Source text =

On the call with investors, Valeant executives said adjusted earnings for the year are forecast to be $9.50 to $10.50 a share, which is less than its previous guidance of $13.25 to $13.75 a share issued last December. And revenue for 2016 is expected to wind up somewhere between $11 billion and $11.2 billion, down from an earlier estimate of $12.5 billion to $12.7 billion.

Valeant executives explained the forecasts were dialed back, in part, because of lowered expectations for gastrointestinal and dermatology drugs. Pharmacy benefits managers, for instance, are tightening restrictions due to the high prices that Valeant charges, as well as concerns about its reimbursement tactics and a new distribution deal with Walgreen. Analysts suggested high inventories may be a factor.

Meanwhile, Valeant executives are unsure when its audited 2015 financial statements will be filed with the US Securities and Exchange Commission. And if the drug maker fails to file by April 29, its bank lenders could demand accelerated payments under existing credit agreements. Investors holding Valeant notes could do the same by May. Breaching covenants could cause a default on its $30 billion in debt.

The news marks a steady stream of unpleasant surprises for the company’s investors over the past six months and, as a result, Valeant’s market capitalization has plunged more than $76 billion since August.

For instance, Valeant relied on Philidor Rx Services to boost sales and handle insurance reimbursement, and in late 2014, it acquired a $100 million option to buy the company, but didn’t acknowledge this until short sellers disclosed the arrangement last fall. Last month, the drug maker disclosed it erroneously booked $58 million in sales after delivering drugs to Philidor, instead of waiting for patients to receive them. As a result, Valeant is restating earnings for the past two years.

“Its business model wasn’t sustainable,” said Erik Gordon, a business and law professor at the University of Michigan. “But you have to hope that its fiery crash doesn’t discourage entrepreneurs from experimenting with other new models, because it is not clear that the mainstream pharma model is the best one to address the new realities of health care.”

About this task = Please print everything in the Valeant passage from "The news marks" down to "billion since August.", word for word.

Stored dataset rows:
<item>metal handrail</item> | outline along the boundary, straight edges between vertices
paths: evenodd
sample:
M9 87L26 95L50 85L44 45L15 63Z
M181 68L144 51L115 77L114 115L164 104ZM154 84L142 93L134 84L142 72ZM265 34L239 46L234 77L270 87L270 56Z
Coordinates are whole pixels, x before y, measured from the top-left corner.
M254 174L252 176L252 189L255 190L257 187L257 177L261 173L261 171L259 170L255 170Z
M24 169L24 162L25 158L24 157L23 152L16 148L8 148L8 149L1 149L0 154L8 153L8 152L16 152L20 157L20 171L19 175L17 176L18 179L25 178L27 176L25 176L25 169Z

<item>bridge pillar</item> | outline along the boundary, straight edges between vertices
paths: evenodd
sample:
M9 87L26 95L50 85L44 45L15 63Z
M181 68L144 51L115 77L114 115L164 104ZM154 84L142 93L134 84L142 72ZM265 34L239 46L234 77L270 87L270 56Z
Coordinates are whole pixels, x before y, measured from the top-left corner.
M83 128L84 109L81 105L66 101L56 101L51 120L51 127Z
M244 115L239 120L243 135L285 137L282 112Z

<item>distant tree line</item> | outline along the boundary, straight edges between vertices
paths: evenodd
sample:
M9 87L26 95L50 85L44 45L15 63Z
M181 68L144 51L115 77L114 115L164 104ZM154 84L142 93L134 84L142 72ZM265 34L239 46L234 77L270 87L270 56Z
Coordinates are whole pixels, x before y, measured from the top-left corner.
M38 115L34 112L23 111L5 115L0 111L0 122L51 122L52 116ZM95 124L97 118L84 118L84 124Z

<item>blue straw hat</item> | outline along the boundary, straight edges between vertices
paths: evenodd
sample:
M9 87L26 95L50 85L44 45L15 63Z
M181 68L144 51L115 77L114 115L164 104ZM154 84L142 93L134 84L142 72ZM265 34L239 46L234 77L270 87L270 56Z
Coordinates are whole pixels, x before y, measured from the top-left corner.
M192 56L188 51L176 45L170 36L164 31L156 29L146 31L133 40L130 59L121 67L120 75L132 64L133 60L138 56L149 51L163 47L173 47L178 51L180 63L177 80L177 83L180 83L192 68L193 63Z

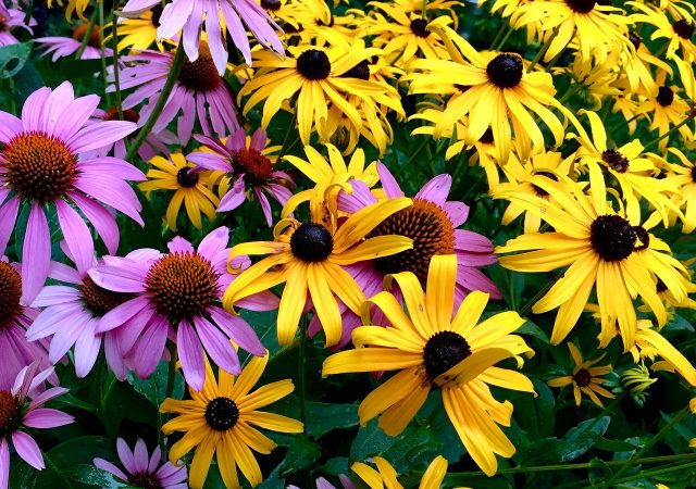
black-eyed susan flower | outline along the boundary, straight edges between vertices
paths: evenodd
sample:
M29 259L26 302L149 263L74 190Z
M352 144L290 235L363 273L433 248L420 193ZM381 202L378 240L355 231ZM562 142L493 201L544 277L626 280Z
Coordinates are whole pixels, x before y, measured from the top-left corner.
M602 403L597 394L609 399L614 397L611 392L601 387L602 384L607 383L607 379L602 378L602 376L609 374L612 371L612 367L611 364L602 366L593 365L601 362L607 354L605 353L595 360L587 360L583 362L582 354L580 353L580 350L577 350L577 347L569 341L568 349L570 350L570 354L575 363L575 366L573 367L573 375L551 379L548 381L548 385L551 387L564 387L572 385L575 405L580 405L582 394L585 394L592 399L592 402L601 408Z
M563 126L548 109L564 111L554 98L556 89L550 74L527 73L519 54L480 53L453 30L446 26L443 30L450 33L453 42L449 46L452 61L417 60L411 68L419 73L409 75L411 93L450 96L435 122L433 137L438 138L468 115L465 143L473 145L490 127L500 162L505 163L511 149L510 124L524 155L530 152L530 142L537 151L545 148L534 114L550 129L556 146L562 142Z
M138 185L148 195L158 190L174 190L166 208L166 224L176 231L176 218L182 204L191 224L202 227L201 213L208 221L215 218L215 206L220 199L211 191L215 177L213 172L196 167L179 153L170 154L169 159L154 156L150 160L153 166L147 173L148 180Z
M170 449L170 462L176 463L196 448L188 479L191 488L203 487L213 454L226 488L240 487L237 467L256 487L263 476L251 450L268 454L276 444L254 426L279 432L302 432L303 425L296 419L258 411L295 389L293 381L285 379L251 392L268 361L268 352L265 356L252 358L238 377L220 369L217 380L207 362L206 385L200 392L189 388L190 400L165 399L160 406L160 412L177 415L162 426L162 431L165 435L184 431L184 437Z
M478 323L488 294L475 291L455 309L457 258L431 261L426 292L415 275L391 275L407 313L396 297L380 292L363 306L363 323L353 330L355 350L324 361L323 375L351 372L399 371L372 391L358 409L360 423L380 416L389 436L400 434L427 399L442 388L449 419L474 462L487 474L497 471L496 454L510 457L514 447L498 425L509 426L512 404L499 402L490 386L534 392L529 378L495 364L533 353L524 340L511 335L524 319L515 312L496 314ZM389 326L371 326L370 305L380 309Z
M682 280L686 271L671 256L667 243L639 225L639 215L626 218L622 209L617 212L611 208L600 170L592 166L589 171L594 174L591 197L562 175L557 176L563 186L544 176L530 180L549 193L549 200L519 191L494 191L494 198L517 202L555 229L522 235L496 252L522 252L499 258L502 266L518 272L550 272L570 265L532 309L540 314L559 308L551 343L558 344L568 336L596 288L601 347L614 336L618 321L624 350L629 351L637 333L632 298L639 296L663 325L667 311L657 294L657 278L683 299L687 293Z
M285 284L278 309L277 334L281 344L289 344L311 297L316 316L326 335L326 346L341 337L343 322L336 297L356 314L364 302L360 286L343 268L366 260L391 255L412 247L402 236L365 236L395 212L411 205L411 200L390 199L368 205L338 223L336 214L324 218L312 215L300 223L286 218L273 231L273 241L246 242L234 247L231 260L239 254L269 254L244 271L225 291L223 304L234 304L253 293ZM336 297L335 297L335 296Z

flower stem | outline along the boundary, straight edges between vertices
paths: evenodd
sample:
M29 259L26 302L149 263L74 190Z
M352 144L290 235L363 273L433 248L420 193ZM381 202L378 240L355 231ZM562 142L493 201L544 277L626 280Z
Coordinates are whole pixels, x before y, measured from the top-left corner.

Output for this exercise =
The news marks a steady stream of unpleasant surprises for the company’s investors over the past six months and, as a result, Valeant’s market capitalization has plunged more than $76 billion since August.